# [What you should do]
Read the data and repeat all of it exactly.

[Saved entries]
= Beginning of Section =

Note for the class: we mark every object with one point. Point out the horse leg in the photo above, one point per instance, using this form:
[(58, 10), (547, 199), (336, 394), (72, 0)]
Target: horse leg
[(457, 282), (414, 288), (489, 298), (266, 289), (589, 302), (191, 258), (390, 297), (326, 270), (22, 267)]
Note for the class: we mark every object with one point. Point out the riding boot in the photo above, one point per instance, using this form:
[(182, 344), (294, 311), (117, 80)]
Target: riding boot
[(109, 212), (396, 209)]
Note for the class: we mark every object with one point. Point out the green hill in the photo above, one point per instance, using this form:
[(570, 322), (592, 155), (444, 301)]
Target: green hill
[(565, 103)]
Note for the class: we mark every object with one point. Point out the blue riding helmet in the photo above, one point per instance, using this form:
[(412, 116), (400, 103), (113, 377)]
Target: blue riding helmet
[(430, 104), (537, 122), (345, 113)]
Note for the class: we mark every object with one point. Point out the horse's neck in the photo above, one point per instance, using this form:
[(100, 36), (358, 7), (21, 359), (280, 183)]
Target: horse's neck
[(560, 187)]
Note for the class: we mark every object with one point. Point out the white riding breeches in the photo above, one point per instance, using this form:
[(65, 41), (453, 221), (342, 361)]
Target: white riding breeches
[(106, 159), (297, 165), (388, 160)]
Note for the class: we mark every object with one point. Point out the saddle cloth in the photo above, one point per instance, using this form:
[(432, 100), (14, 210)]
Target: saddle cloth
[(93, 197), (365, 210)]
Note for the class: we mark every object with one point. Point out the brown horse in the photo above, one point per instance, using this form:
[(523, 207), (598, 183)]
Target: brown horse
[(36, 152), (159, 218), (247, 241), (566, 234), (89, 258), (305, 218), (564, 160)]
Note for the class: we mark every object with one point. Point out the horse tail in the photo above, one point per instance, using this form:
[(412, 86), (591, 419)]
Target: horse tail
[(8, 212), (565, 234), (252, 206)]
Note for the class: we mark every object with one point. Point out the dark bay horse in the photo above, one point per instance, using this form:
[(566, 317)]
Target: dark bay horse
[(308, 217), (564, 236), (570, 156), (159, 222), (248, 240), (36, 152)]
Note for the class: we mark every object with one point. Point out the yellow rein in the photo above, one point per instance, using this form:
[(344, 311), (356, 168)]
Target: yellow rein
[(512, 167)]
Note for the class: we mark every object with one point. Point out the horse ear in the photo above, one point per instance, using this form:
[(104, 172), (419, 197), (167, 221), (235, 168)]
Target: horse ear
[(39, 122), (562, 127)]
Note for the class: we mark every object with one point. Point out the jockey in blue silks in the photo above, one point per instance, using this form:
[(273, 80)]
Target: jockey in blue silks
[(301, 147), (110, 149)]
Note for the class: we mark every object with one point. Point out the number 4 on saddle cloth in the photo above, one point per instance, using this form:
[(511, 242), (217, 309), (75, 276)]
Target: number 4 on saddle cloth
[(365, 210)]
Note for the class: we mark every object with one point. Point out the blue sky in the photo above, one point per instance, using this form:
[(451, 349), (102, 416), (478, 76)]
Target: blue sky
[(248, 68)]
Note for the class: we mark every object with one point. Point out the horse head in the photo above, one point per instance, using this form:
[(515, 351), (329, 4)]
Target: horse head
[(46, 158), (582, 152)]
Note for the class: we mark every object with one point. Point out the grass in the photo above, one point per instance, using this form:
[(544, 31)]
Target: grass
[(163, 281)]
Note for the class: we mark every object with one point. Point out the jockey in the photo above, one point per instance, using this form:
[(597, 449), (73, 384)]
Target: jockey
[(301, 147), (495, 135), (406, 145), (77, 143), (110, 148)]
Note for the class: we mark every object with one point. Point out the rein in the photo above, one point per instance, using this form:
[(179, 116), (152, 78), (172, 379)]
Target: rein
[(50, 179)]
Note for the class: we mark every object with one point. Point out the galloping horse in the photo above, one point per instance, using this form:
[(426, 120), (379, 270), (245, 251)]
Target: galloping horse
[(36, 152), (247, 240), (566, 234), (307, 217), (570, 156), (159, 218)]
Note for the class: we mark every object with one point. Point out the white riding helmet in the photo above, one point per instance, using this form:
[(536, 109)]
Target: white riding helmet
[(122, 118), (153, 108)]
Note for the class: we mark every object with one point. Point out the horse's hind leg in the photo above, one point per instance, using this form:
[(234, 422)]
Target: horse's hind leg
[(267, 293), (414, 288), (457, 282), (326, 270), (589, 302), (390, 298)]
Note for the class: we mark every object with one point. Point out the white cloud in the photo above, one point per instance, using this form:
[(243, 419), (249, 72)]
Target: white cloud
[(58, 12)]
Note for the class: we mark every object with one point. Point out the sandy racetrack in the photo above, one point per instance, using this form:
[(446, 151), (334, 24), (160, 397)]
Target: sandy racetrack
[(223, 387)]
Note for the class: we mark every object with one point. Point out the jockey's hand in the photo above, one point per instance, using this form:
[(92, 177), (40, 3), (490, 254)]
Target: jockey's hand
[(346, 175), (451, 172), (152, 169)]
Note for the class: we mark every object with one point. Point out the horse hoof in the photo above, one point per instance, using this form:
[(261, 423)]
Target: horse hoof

= End of Section =

# [Result of the task]
Note for the class: we mark every object with one point. Point out the horse leg in the photo above, one point per instance, using this form:
[(58, 10), (547, 199), (336, 394), (72, 0)]
Target: horse leg
[(457, 282), (414, 288), (489, 298), (266, 289), (589, 302), (191, 258), (390, 297), (326, 270), (22, 267)]
Note for the class: we mark every object with one point. Point out the riding boot in the photo above, one point per instance, using this form:
[(182, 344), (294, 311), (117, 80)]
Target: riding boot
[(109, 212), (396, 209)]
Note for the class: we mark every object with one point. Point out the green hill in the photo above, one point per instance, using this form:
[(570, 322), (592, 155), (444, 301)]
Target: green hill
[(565, 103)]
Note for the class: we mark every object with one point. Point out the blue riding helmet in the photo above, one point per instance, using this form:
[(412, 116), (400, 103), (113, 377)]
Target: blue riding helmet
[(430, 104), (537, 122), (345, 113)]
Note for the class: we mark every object with one point. Point out the horse's neck in the photo above, one point per instance, using this form:
[(100, 36), (358, 7), (21, 359), (280, 183)]
Target: horse's neck
[(560, 187)]
Note for the class: we mark every object with one point. Point out the white riding breeches in the photo above, one point per instance, using this form:
[(65, 41), (453, 221), (342, 361)]
Target: white riding breeches
[(106, 159), (297, 165), (388, 160)]
Note for the class: we mark every object with one point. Point out the saddle cloth in the photo above, one point per instance, using this form:
[(432, 100), (14, 210)]
Target: saddle cloth
[(93, 197), (365, 210)]
Note for the class: we mark every object with one point. Point out the brown horse in the photo above, one point per instance, using this form:
[(523, 207), (598, 183)]
Target: brown horse
[(36, 152), (159, 218), (247, 241), (566, 234), (89, 258), (305, 218), (564, 160)]
Note for the class: we mark every object with one point. Point out the horse tail in the photo above, one point per instance, using this form:
[(412, 86), (591, 419)]
Target: horse tail
[(8, 212), (565, 234), (252, 206)]
Note for the class: we mark every object with one point. Point out the dark bay horse in the photo above, one point per instance, using this form:
[(566, 317)]
Target: dark bay horse
[(308, 217), (564, 236), (570, 156), (159, 222), (248, 240), (36, 152)]
Note for the class: we mark every object with one point. Point out the yellow rein in the photo above, one point per instance, using this form:
[(344, 311), (356, 168)]
Target: yellow rein
[(512, 167)]
Note for the class: we mark every object with one point. Point out the horse ear in the photo above, one point per instance, using this form:
[(104, 172), (419, 197), (167, 221), (235, 168)]
Target: horse ear
[(39, 122), (562, 127)]
Note for the class: we mark every object with one point. Point out the jockey in blue silks in the photo above, one point per instance, using this form:
[(273, 80)]
Target: jockey in blue silks
[(301, 147), (110, 149)]
Note for the class: we mark every object with one point. Point out the number 4 on saddle cloth in the photo above, one point per instance, using this form:
[(511, 242), (217, 309), (75, 276)]
Target: number 4 on saddle cloth
[(365, 210)]
Note for the class: we mark every object with one point. Point out the blue sky in the photo above, one point per instance, using this form:
[(451, 349), (102, 416), (478, 76)]
Target: blue sky
[(248, 68)]
Note for the class: we mark every object with one point. Point out the horse head in the photo above, one point per instance, using this form:
[(515, 351), (329, 4)]
Target: horse head
[(46, 158), (582, 152)]
Note for the class: we mark every object with one point. Point out the grass in the photo above, one point per instance, using this form:
[(544, 31)]
Target: grass
[(163, 281)]
Note for the class: we mark every object with one point. Point out the jockey in the photo above, one point per instance, using this form:
[(597, 449), (73, 384)]
Target: jockey
[(301, 147), (495, 135), (406, 145), (77, 143), (110, 148)]
Note for the class: we mark every object with one point. Point out the rein in the photo above, one point per instance, using this form:
[(179, 116), (152, 78), (172, 379)]
Target: rein
[(50, 179)]
Note for the class: we mark every object with one point. Point out the galloping horse in the photo above, one point per instance, using this form:
[(426, 120), (379, 270), (245, 251)]
Target: galloping horse
[(36, 152), (247, 240), (566, 234), (307, 217), (570, 156), (159, 218)]
Note for the class: we mark every object with one point. Point out the white riding helmet in the photo above, one point per instance, using this form:
[(536, 109)]
Target: white riding helmet
[(122, 118), (153, 108)]
Note for the class: we mark every object with one point. Point out the horse's hind leg in the photo above, one point per instance, using this form:
[(234, 422)]
Target: horse's hind leg
[(267, 293), (414, 288), (457, 282), (326, 270), (589, 302), (390, 298)]
Note for the class: we mark every object with one point. Point out the white cloud in the photo above, one point per instance, using this form:
[(243, 419), (249, 72)]
Target: white cloud
[(58, 12)]
Note for the class: we mark every object with one point. Point out the sandy racetrack in the photo above, one point per instance, using this form:
[(446, 151), (334, 24), (160, 397)]
Target: sandy racetrack
[(223, 387)]
Note for the class: we mark every object with one point. Point out the jockey's hand in the photo above, one point per instance, using this form:
[(92, 177), (40, 3), (490, 254)]
Target: jockey's hand
[(346, 175), (451, 172), (152, 169)]
Note for the class: we mark every object with one point. Point out the horse hoof in the photo above, one point per instance, using this form:
[(261, 423)]
Target: horse hoof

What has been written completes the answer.